FliesLikeABRick said:


> Hi all, I think this is my first post here - been lurking around for the last year or so.
> 
> I have an Enco 360 bandsaw I picked up earlier this year.  Two things quickly became evident:
> - It would benefit from a fence, which was a nice little project to make
> - The gap in the table for the blade is far too large for detail work or small parts.
> 
> This saw seems to be designed for grunt work light commercial use, maybe on larger sheet metal or other parts where "whoops it got sucked into the table" isn't a concern.
> 
> However in the home shop, once I cleaned up and started using this saw ... it was unsettling to work on any small parts, or parts with small off-cuts.  Especially if small parts got sucked into the table, it was terrifying to picture a finger going down with it.
> 
> So I have been thinking for a while about how to add a pocket for a zero-clearance insert, and in the last few days spent some shop time implementing it.
> 
> Here are a couple "before" pictures showing the size of the hole in the table for the blade.  I believe the blade is 1/2" wide, for scale.  The "blade passage" hole is a roughly .380" wide and 1.280" long oval.

Dataset section =>
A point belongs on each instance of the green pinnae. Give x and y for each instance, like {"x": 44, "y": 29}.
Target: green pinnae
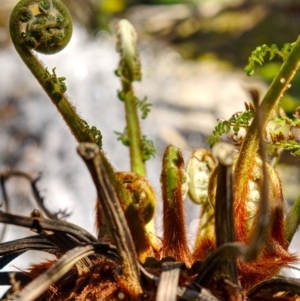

Problems =>
A. Answer these about the bandsaw post:
(i) What model of bandsaw does the poster own?
(ii) What did the poster build as a small project for the saw?
(iii) What are the approximate dimensions of the "blade passage" hole?
B. According to the bandsaw post, why did the poster decide to add a pocket for a zero-clearance insert? Answer in one to three sentences.
C. Can you carry the bandsaw post forward from its last sentence?
The data isn't needed here.

Results for the exercise =>
A.
(i) An Enco 360.
(ii) A fence.
(iii) An oval roughly .380" wide and 1.280" long.

B. The blade gap in the table was far too large for detail work or small parts. That made working on small parts, or parts with small off-cuts, unsettling, because small parts could get sucked into the table and the poster pictured a finger going down with them.

C.
> View attachment 343779
> 
> View attachment 343780
> 
> 
> This table measures approximately 20x22".  My mill is a Rockwell 21-100 with a 24" table.  This *barely* fit the bandsaw table on it, with 1" to spare on either side for clamping.  The ends of the table beyond the t-slots are not part of the table casting and are only held on with fasteners to collect coolant and hold the bearings for the Y axis screw, etc... so I avoided clamping against this with the step block.    I had to use the smallest step blocks with 1-2-3 blocks to stay within the 1" clamping area past the bandsaw table.
> 
> View attachment 343781
> 
> 
> I had under an inch to spare on reach with my dial indicator stand when sweeping to square the table up to the mill, and that still required getting creative with where the base was attached.
> 
> A lot of luck was involved in this setup.  The table appears to have been machined on all sides, with the X and Y sides of it actually being square to one-another; and the top was surprisingly flat: zero runout across the 3-4" that I swept, just surface deviation.  That is, the top was coplanar with the bottom surface, so it could sit straight on the mill table.
> 
> View attachment 343782
> 
> Close-up above, of the clamping setup used on both sides.
> 
> View attachment 343784
> 
> 
> From the front you almost can't tell there's a mill table underneath this, looking like some crazy person bolted a plain machine table onto a mill.
> 
> View attachment 343783
> 
> My luck continued from here.  The blade passage is not exactly centered on the table, it is an inch closer to the operator side of the bandsaw (facing the column of the mill here).  If I run the mill X axis all the way towards the column, the bandsaw table hit the column just at the point where the pocket could end.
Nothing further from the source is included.